# REQUIREMENT A:
Please count the lines of the records that contain the word "umbrella", treating case as significant, and give only that number.

***** SOURCE

There wasn’t a lot of discussion on this rule in practice or on how to apply it (beyond a fair few living roofs). However the array of buildings from various architects on display was certainly diverse, from low impact educational buildings like The Foundry, to much larger buildings like the Adnams warehouse.
I think the most diversity-celebrating and encouraging part about cradle-to-cradle is the simplicity of the “rules”. They are surely very hard to live and design within, but in the cracks between those restrictions hugely interesting things can sprout up. This again is the way nature works. The forces of evolution lead to things finding a way to eke out an existence and flourish in the most challenging of environments. Where there is waste, it will be turned into a nutrient – something will fill that niche.
One of the most exciting, and certainly the most enthusiastically delivered talks of the day (from RO&AD architects) contained a very interesting phrase: “Simplicity is compressed complexity”. I understood this to mean that when you put together a few simple rules or constraints then allow human ingenuity to go to work on them you can end up surrounded by staggering complexity and diversity. I’m hoping to write up one of their ideas here at some point so I won’t go into detail about their awesome idea for a particular building regulation reform. Suffice to say, a few small rules have the potential to play out into something much greater than the sum of their parts.
Responses to cradle-to-cradle
There were a number of completely commendable buildings discussed at the conference including the Adnams warehouse and The Foundry, both of which display cradle-to-cradle thinking in many of their aspects. But the truth is none of them could be considered sustainable from cradle-to-cradle for one reason or another. We often talk about something being more or less sustainable, but sustainable is an absolute word. Just as you can’t be more or less pregnant, you can’t be more or less sustainable. If we don’t eventually get it just right, all we’re doing is slowly grinding away the ecological and mineral resources that sustain us. That’s a scary thought.
So how is it that cradle-to-cradle has attracted a diverse range of incredibly positive and happy people? I think the root of it is that many have all but done away with the concept of sustainability equalling efficiency. Eco-effectiveness is the order of the day. My concern there was that under the cradle-to-cradle principles, things should have only positive impacts. No trade-offs allowed. No off-setting, no cost-benefit analysis, no WorthIt?. This didn’t seem to be the view of many of the conference attendees and presenters, with some notable exceptions.

**********
***** SUPPLIED DATA

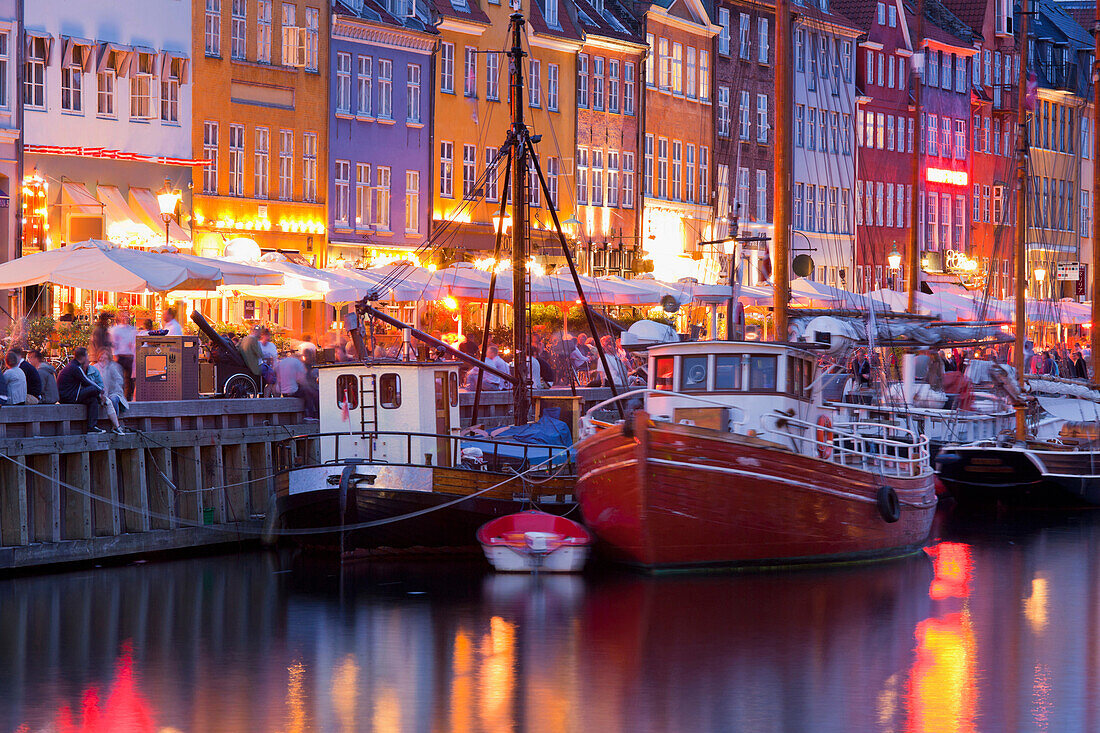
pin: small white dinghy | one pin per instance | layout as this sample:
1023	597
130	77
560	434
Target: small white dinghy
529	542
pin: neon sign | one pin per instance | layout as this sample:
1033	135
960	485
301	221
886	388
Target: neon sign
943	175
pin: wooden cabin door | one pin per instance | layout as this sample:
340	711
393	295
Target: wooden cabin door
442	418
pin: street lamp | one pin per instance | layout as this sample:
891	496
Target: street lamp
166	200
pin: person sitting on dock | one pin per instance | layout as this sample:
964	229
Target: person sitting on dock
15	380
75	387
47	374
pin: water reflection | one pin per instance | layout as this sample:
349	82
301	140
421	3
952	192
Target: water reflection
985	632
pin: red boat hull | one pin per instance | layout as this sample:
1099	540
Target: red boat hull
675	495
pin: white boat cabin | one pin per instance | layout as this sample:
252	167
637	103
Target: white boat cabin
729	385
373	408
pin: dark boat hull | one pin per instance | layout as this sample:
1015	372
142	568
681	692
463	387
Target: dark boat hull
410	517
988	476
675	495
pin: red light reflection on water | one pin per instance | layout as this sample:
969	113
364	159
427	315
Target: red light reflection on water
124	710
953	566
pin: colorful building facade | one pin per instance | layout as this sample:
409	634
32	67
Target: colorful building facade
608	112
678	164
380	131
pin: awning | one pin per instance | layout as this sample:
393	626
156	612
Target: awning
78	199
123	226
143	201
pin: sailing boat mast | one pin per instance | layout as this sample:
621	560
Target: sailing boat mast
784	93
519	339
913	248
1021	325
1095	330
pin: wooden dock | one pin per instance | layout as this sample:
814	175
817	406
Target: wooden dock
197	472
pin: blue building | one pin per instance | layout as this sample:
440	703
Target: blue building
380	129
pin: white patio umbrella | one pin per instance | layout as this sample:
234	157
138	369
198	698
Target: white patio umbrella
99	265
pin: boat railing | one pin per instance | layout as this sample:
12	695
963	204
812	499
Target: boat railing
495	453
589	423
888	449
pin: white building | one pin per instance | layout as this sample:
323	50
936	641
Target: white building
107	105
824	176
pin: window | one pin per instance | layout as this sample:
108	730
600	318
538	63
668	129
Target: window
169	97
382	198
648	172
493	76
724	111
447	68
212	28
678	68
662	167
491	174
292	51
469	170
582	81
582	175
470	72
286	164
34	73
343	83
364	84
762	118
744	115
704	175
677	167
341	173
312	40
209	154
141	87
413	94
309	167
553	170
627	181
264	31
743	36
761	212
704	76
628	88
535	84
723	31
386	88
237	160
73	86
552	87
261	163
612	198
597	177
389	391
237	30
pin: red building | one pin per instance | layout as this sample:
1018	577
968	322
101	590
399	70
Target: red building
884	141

**********

# REQUIREMENT B:
Translate this sentence from the cradle-to-cradle text into Spanish: "Where there is waste, it will be turned into a nutrient – something will fill that niche."

# EXERCISE RESPONSE A:
2

# EXERCISE RESPONSE B:
Donde hay desperdicio, este se convertirá en un nutriente; algo llenará ese nicho.